» **Text provided**:
Court File and Parties
COURT FILE NO.: 63/06
DATE: 2006-10-17
SUPERIOR COURT OF JUSTICE - ONTARIO
DIVISIONAL COURT
RE: Swarn Kaur v. Muneshwar Deopaul
BEFORE: Justice Cameron
COUNSEL: Patrick Di Monte, for the Plaintiff/Appellant Vincent Stabile, for the Defendant/Respondent
HEARD: October 3, 2006
ENDORSEMENT
CAMERON J.
[1] The Plaintiff commenced an action against the Defendant, a barrister and solicitor, for negligence in the sum of $100,000 plus interest and costs. The Defendant was the solicitor for the Plaintiff until May 5, 1998.
[2] On that date the solicitor applied for and was removed from the record by Mr. Justice MacKenzie. The Plaintiff was not allowed to object.
[3] Mr. Justice MacKenzie then proceeded on May 5, 1998 to hear a motion by Manulife Insurance Company for judgment based on an oral agreement between its solicitor and the solicitor for the Plaintiff. He found there was an agreement and granted judgment for the insurance company enforcing the settlement of a payment of $5,000 to the Plaintiff. The Court of Appeal upheld the judgment on September 13, 1999, relying on Sherer v. Paletta (1966), 1966 286 (ON CA), 57 D.L.R. (2d) 532 (Ont. C.A.).
[4] Notwithstanding 3 letters to the Defendant in 2004, there was no indication from the Defendant that he was denying the claim on a substantive basis or pursuant to the Limitations Act.
[5] On July 20, 2004 the Defendant acknowledged a letter of July 16, 2004 indicating the matter had been reported to LPIC.
[6] On July 21, 2004 LawPro denied liability.
[7] On September 12, 2005, the Plaintiff commenced an action in the Small Claims Court for $100,000 plus interest and costs but waived the claim in excess of $10,000.
[8] On January 16, 2006 the Claim was amended to include a claim for her new solicitor’s fees in the Court of Appeal and legal fees to Manulife and others, what she called “repair costs”. She also added an allegation that at no stage of the many steps taken by the Plaintiff did the Defendant object since it was in his interest for the Plaintiff to attempt to mitigate her damages.

» **Requests**:
1: List each distinct dollar amount that appears in the court endorsement in Kaur v. Deopaul.
2: Reproduce the passage of the court endorsement starting at "[2] On that" and ending at "532 (Ont. C.A.).", with no changes.
3: Write the next part of the court endorsement in Kaur v. Deopaul, picking up after its final paragraph.

» **Extracted records**:
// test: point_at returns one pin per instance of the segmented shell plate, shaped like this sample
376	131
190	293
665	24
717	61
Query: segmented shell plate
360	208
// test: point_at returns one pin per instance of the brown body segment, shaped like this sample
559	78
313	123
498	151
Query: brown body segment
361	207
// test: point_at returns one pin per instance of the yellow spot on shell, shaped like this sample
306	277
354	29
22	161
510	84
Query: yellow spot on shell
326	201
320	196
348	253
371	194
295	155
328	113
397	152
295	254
...
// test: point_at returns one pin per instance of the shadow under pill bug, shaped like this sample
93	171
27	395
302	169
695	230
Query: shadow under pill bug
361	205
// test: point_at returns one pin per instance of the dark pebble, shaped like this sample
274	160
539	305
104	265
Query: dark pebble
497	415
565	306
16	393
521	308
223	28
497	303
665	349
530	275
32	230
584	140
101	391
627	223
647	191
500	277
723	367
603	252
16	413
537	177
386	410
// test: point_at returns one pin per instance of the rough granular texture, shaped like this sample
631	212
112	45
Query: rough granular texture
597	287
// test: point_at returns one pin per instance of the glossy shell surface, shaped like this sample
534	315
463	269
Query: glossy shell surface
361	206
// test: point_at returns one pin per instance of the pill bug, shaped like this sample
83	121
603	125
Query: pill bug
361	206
...
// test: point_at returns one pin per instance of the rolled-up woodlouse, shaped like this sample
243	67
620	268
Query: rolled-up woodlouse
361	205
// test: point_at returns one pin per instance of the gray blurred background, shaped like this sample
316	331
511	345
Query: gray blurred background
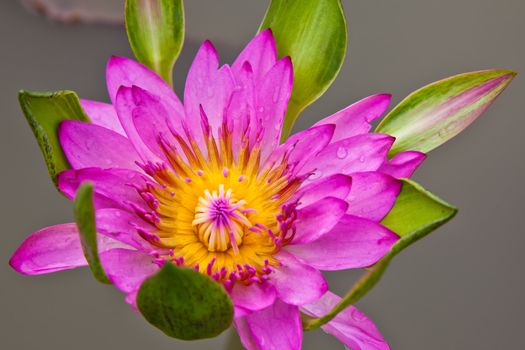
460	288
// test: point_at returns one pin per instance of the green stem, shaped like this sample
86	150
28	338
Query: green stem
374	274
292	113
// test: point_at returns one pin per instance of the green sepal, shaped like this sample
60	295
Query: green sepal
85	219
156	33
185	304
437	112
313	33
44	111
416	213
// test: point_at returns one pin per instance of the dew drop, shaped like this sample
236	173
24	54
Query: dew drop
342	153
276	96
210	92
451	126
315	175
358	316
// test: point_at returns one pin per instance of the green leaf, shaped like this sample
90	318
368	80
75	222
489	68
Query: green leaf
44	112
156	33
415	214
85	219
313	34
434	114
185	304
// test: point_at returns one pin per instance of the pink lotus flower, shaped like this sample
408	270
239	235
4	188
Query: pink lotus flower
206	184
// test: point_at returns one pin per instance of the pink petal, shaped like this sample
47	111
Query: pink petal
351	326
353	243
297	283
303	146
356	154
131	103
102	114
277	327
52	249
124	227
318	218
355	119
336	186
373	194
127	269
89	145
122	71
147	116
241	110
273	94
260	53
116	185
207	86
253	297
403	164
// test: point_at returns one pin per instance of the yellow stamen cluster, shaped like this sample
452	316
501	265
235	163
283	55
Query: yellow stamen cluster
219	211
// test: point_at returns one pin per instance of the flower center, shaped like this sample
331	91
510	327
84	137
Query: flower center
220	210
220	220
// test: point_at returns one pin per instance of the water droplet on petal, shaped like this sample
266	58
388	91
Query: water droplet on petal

» **Expected outputs**:
1:
- $100,000
- $5,000
- $10,000

2:
[2] On that date the solicitor applied for and was removed from the record by Mr. Justice MacKenzie. The Plaintiff was not allowed to object.
[3] Mr. Justice MacKenzie then proceeded on May 5, 1998 to hear a motion by Manulife Insurance Company for judgment based on an oral agreement between its solicitor and the solicitor for the Plaintiff. He found there was an agreement and granted judgment for the insurance company enforcing the settlement of a payment of $5,000 to the Plaintiff. The Court of Appeal upheld the judgment on September 13, 1999, relying on Sherer v. Paletta (1966), 1966 286 (ON CA), 57 D.L.R. (2d) 532 (Ont. C.A.).

3:
[9] The Defendant moved, before pleading, by Notice of Motion January 4, 2006, in the Small Claims Court for an order determining the applicability of a limitation period and thereby determining that the Plaintiff’s claim was statute barred and for summary judgment dismissing the action.
[10] On January 23, 2006, Deputy Judge Paul M. Iacono, Q.C. gave judgment dismissing the Plaintiff’s action as statute barred.
[11] The Plaintiff appeals to the Divisional Court for an order that the judgment be set aside and the matter set down for trial.
[12] There are 3 issues in this appeal:
- Is a motion for summary judgment permissible in the Small Claims Court?
- When did the limitation period start to run, May 5, 1998 or September 13, 1999?
- Did the Defendant waive the limitation period?
1. Jurisdiction of Small Claims Court to hear a motion for summary judgment to determine a point of law or a point of mixed fact and law.
[13] There is no rule in the Small Claims Court Rules that allows a motion for summary judgment.
[14] Rule 1.03 provides:
1.03 (1) General Principle – These rules shall be liberally construed to secure the just, most expeditious and least expensive determination of every proceeding on its merits in accordance with section 25 of the Courts of Justice Act.
(2) Matters Not Covered in Rules – If these rules do not cover a matter adequately, the court may give directions and make any order that is just, and the practice shall be decided by analogy to these rules, by reference to the Courts of Justice Act and the Act governing the action and, if the court considers it appropriate, by reference to the Rules of Civil Procedure.
[15] The Courts of Justice Act provides in s. 25:
- Summary hearings – The Small Claims Court shall hear and determine in a summary way all questions of law and fact and may make such order as is considered just and agreeable to good conscience.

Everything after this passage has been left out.